[Opening Records section]

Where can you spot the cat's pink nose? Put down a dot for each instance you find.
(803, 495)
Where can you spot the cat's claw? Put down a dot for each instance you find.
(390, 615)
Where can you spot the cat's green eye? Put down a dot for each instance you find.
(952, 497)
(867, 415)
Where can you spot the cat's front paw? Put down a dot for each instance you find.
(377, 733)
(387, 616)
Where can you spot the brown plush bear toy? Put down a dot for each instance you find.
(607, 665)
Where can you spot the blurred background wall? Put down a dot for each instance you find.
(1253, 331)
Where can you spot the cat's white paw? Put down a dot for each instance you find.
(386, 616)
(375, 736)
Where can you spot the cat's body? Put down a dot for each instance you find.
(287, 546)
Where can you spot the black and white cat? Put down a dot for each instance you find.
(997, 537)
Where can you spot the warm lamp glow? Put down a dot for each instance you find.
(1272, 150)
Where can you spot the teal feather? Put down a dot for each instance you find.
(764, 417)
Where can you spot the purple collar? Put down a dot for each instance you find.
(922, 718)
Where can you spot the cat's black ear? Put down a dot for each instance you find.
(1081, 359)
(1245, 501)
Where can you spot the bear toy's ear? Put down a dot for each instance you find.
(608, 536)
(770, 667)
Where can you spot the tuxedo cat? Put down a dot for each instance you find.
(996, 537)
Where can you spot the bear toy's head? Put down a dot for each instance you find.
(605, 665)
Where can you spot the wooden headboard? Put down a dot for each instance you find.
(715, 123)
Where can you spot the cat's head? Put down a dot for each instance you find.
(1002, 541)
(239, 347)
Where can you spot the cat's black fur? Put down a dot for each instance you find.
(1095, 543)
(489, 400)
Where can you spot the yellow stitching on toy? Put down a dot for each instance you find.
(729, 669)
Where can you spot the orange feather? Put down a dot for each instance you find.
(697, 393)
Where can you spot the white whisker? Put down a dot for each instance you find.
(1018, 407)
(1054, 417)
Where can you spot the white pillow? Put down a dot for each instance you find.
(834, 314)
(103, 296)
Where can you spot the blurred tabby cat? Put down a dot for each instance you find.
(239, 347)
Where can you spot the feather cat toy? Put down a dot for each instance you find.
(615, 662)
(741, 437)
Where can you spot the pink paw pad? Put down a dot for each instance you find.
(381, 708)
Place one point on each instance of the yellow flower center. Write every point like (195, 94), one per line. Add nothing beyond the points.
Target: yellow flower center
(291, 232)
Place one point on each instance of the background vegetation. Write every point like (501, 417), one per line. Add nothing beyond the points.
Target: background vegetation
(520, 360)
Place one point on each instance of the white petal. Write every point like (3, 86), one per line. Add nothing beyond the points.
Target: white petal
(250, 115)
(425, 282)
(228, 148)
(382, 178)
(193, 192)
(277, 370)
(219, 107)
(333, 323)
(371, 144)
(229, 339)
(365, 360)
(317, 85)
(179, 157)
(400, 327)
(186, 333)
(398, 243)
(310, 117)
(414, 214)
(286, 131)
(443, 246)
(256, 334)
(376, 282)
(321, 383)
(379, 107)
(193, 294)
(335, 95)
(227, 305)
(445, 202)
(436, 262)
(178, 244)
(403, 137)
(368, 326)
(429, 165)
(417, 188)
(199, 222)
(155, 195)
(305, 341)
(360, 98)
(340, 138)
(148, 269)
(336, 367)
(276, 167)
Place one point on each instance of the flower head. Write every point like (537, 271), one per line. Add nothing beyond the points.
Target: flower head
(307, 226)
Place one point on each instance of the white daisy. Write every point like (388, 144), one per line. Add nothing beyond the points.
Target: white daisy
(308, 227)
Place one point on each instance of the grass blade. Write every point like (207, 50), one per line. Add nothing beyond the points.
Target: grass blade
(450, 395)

[Closing Records section]

## Prompt
The string "Write" appears on some lines of the data; count those lines and report only how many there are.

## Response area
6